O que fazia verdadeiramente típico, como documento de revolta do hábito, o caso de Abel Botelho e da sua oposição à ortografia nova – é que êsse escritor não era criatura de hábitos. Foi êle um dos três membros da comissão republicana que substituiu por verde e vermelho as côres azul e branca da bandeira nacional. Vinte e cinco ou trinta anos de carreira militar, que já tinha ao raiar da aurora de 5 de Outubro, não bastaram para o habituar à velha bandeira, a ponto de que a defendesse ali, com o seu voto, ao menos, quem jurara defendê-la com o seu sangue.
Em literatura Abel Botelho tinha, nos tempos monárquicos, o vício de descrever em romance os maus costumes, a que êle chamava genéricamente Patologia Social. Logo que a República foi implantada, abjurou sem saüdade dêste seu velho hábito, declarando a um jornalista que aquele acontecimento político ¡acabara em Portugal com tudo quando era socialmente patológico! Doutrina que o obrigaria a escrever daí por diante tôda uma série de romances de Fisiologia social ou de Higiene Republicana, se lhe não tivesse parecido mais higiénico ir procurar melhores ares em Buenos Aires, para onde se fez nomear ministro.
Curioso é notar que Abel Botelho, tão conservador em matéria ortográfica, não tinha hábitos, nem respeito dos hábitos alheios, no tocante ao vocabulário. Êsse escritor feriu profundamente o bom gôsto de quem o lia, eivando a sua linguagem de neologismos deselegantes, de inovações inúteis, de grotescos desengonçamentos na derivação das palavras. Não se ensaiava para escrever caprichivo em vez de caprichoso, ou compreensoso, em vez de compreensivo. Já vimos, numa transcrição anterior do seu próprio libelo contra a nova ortografia, como ele foi buscar o adjectivo plantureux, já suficientemente insuportável em francês, para fabricar com êle o seu incrivel e medonho planturesco. E foi êste inventor de palavrões novos o primeiro escritor português que apareceu, em nome da elegância, a repontar contra a supressão de qualquer letrinha inútil nas palavras velhas...
... Nem de encomenda!

# # # # #

> **Complete o seguinte**
1: Copie fielmente o trecho do texto sobre Abel Botelho que vai de "O que fazia" a "o seu sangue.".
2: Dê continuidade ao texto sobre Abel Botelho, começando logo depois da sua última frase.
A listagem é material à parte, independente do texto sobre Abel Botelho.

> **Extrato de dados**
# # # # #

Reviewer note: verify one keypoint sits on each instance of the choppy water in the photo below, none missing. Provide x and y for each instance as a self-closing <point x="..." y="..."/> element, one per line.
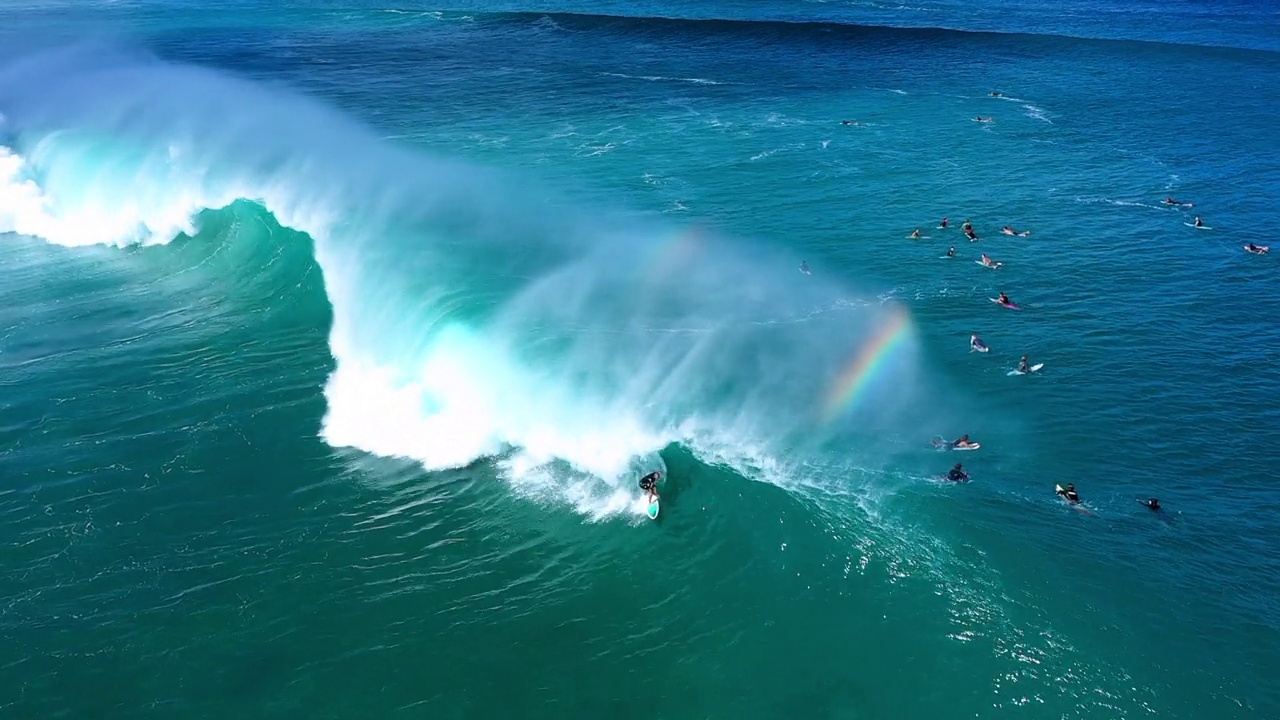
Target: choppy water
<point x="334" y="338"/>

# # # # #

> **Resultados por tarefa**
1:
O que fazia verdadeiramente típico, como documento de revolta do hábito, o caso de Abel Botelho e da sua oposição à ortografia nova – é que êsse escritor não era criatura de hábitos. Foi êle um dos três membros da comissão republicana que substituiu por verde e vermelho as côres azul e branca da bandeira nacional. Vinte e cinco ou trinta anos de carreira militar, que já tinha ao raiar da aurora de 5 de Outubro, não bastaram para o habituar à velha bandeira, a ponto de que a defendesse ali, com o seu voto, ao menos, quem jurara defendê-la com o seu sangue.

2:
Os Franceses escrevem hymne, os Espanhóis himno o os Italianos inno; e a estas três formas de exprimir gràficamente as três palavras de sentido igual correspondem pronunciações diversas. Abstraiamos, porém, da diversidade de pronúncia; suponhamos que acabávamos de ler aqueles vocábulos em outros tantos belos poemas escritos em cada uma das três línguas mencionadas: ninguém dirá ou pensará que, um instante sequer, nos ocorresse comparar os meros aspectos gráficos do hymne, himno e inno, e concluir que um dêles fôsse mais belo ou mais estético do que outro qualquer. Poderíamos, de-certo, entrando analiticamente em comparações de sonoridade, achar mais música no inno italiano do que no hymne francês; mas faria figura de doido aquele que, finda a leitura da obra de arte italiana, se pusesse a lamentar, como feia, a falta do h e do y na forma inno; ou outro, mais dado á simplicidade ortográfica, a quem ouvíssemos extasiar-se, em meio da leitura, porque a escrita itálica, belamente, estéticamente, no seu sentir, se libertou de muitas escravidões etimológicas.
As línguas francesa, italiana, castelhana, assim como a inglêsa e a alemã – para só falarmos das mais conhecidas – teem arrumadas e unificadas as suas grafias respectivas. Umas mais simples, outras mais complicadas; umas mais próximas, outras mais distantes do ideal inatingível de rigor lógico máximo ou de perfeita exactidão fonética – certo é que em cada nação onde se falam e escrevem essas línguas todos se sujeitam a certa norma gráfica estabelecida, e a ninguém ali se suscita como caso ou problema de estética o aspecto da palavra escrita. Normalmente está a grafia para a língua literária ou artística como o cinzel para a escultura ou o pincel para o quadro; é ferramenta, é aparelho técnico, é ingrediente, ou bastidor – inteiramente alheio e externo ao puro efeito de arte. Ortografia quer dizer ordem, disciplina, sistema, costume. Onde exista, não se impõe, como acontece à boa dona de albergue, que o hóspede reconhece e aprecia pelo confôrto que goza, embora ela lhe não apareça para a conversa. Ortografia e estética da linguagem são, pois, em certo modo, termos estranhos ou antinómicos; e em qualquer tratado ou estudo de estética da língua alemã, ou da língua francesa, mal se compreenderia um capítulo sôbre o aspecto gráfico da fala nacional.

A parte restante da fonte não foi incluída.